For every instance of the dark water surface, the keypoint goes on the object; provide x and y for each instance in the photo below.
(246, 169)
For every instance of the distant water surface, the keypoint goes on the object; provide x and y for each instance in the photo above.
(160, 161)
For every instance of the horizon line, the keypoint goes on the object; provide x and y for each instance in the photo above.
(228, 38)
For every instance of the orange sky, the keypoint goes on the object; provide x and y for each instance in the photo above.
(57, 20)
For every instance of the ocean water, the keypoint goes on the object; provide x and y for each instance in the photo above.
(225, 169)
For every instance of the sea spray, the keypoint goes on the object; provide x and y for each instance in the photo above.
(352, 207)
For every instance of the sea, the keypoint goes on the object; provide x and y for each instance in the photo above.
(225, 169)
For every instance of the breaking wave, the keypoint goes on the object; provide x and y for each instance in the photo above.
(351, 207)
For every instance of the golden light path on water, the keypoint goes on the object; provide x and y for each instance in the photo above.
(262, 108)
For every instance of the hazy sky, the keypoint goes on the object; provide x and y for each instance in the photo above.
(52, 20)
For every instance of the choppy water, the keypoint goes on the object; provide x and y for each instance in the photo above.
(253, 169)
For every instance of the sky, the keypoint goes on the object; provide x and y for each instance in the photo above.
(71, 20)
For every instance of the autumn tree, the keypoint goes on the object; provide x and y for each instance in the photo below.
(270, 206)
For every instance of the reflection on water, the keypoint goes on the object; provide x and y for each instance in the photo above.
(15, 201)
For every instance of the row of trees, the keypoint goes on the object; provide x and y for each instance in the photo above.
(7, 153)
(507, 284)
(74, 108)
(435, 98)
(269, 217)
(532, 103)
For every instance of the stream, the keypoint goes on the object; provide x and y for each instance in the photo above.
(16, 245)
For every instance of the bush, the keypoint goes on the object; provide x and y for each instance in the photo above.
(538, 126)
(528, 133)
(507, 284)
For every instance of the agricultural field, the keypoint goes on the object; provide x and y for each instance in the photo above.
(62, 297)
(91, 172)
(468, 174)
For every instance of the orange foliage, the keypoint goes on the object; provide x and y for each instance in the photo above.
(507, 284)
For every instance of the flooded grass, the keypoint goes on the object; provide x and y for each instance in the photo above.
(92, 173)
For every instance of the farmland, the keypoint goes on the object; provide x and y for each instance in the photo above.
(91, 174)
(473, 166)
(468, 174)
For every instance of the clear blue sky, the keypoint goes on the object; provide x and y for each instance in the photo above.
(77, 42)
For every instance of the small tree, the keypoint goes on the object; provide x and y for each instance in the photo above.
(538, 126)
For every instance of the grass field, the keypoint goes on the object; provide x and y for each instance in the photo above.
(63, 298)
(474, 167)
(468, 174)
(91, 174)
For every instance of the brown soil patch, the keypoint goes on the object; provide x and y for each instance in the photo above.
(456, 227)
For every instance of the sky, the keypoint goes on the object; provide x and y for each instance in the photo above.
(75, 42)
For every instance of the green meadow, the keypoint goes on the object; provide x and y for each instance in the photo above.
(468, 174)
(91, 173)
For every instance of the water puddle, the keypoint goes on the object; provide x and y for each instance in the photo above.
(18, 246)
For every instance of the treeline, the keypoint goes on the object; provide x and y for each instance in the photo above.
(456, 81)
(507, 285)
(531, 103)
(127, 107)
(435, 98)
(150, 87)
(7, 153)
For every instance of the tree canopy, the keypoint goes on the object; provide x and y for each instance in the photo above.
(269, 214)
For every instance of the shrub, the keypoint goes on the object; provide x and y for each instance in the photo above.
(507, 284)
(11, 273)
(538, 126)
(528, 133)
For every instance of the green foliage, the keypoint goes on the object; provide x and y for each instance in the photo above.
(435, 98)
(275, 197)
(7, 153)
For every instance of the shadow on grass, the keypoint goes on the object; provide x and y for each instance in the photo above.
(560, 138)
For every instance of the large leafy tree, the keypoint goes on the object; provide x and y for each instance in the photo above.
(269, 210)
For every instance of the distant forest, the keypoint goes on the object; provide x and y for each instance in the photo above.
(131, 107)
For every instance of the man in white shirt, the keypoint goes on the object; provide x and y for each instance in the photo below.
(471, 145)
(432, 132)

● ● ●

Quote only the lines from the one containing "For every instance of the tree canopy, the" through the final line of the records, with both ends included.

For every instance of the tree canopy, the keypoint goes on the object; provide x and y for each instance in the photo above.
(269, 214)
For every instance of the shrub, the keypoint goes on the object; provide x and y for each instance in the photo above.
(507, 284)
(11, 273)
(538, 126)
(528, 133)
For every instance of the green foliage, the keypoint goes on the object; provide x and y for each instance in the photo above.
(435, 98)
(275, 197)
(7, 153)
For every instance of the shadow on grass, the keypoint goes on the object; provide x and y for each instance in the photo above.
(560, 138)
For every instance of the large leafy tree, the keypoint goes on the object; provide x and y for each instance in the photo above.
(269, 210)
For every instance of the distant forest, the keypoint goes on the object; provide x and y for each instance in the photo above.
(131, 107)
For every instance of the man in white shirt, the keypoint goes on the object; provide x and y for each instance in the photo below.
(471, 145)
(432, 132)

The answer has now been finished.